→ Provided records
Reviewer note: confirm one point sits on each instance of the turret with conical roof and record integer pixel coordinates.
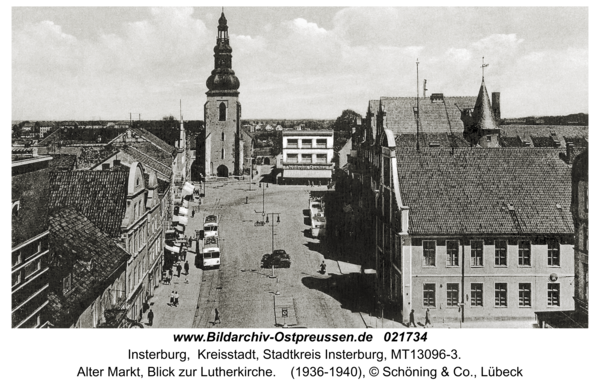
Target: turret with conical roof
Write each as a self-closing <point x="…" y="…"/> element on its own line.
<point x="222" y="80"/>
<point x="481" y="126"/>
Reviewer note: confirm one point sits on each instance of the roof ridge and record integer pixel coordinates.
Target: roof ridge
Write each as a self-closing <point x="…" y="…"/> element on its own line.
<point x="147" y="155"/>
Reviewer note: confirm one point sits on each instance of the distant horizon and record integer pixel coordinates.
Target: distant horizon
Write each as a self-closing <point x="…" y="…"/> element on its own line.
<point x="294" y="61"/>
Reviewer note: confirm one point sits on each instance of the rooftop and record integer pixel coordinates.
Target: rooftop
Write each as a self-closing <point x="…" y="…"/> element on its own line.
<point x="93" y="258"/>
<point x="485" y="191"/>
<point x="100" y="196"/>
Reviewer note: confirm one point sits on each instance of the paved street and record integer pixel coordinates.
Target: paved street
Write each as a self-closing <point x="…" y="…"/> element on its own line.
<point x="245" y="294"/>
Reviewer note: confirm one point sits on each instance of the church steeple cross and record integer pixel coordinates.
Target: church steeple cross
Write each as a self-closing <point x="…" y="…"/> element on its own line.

---

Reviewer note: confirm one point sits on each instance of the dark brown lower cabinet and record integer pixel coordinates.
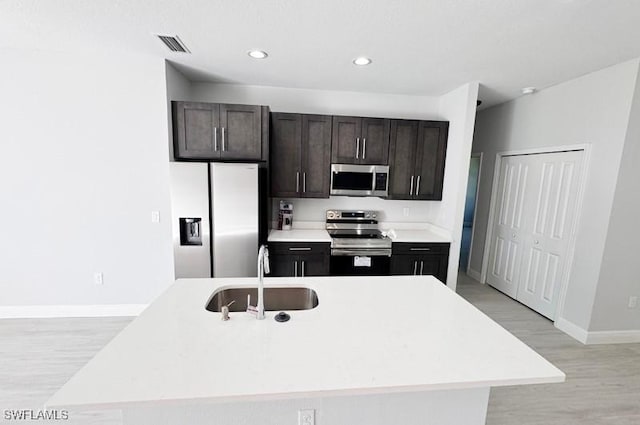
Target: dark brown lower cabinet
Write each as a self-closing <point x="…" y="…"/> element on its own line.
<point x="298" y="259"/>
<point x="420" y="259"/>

→ What is expected
Search the entries for the word "turret", then copy every line in which it is found.

→ Output of the task
Reviewer note: confirm one point sits on each instance of the turret with conical roof and record integer pixel coordinates.
Target: turret with conical roof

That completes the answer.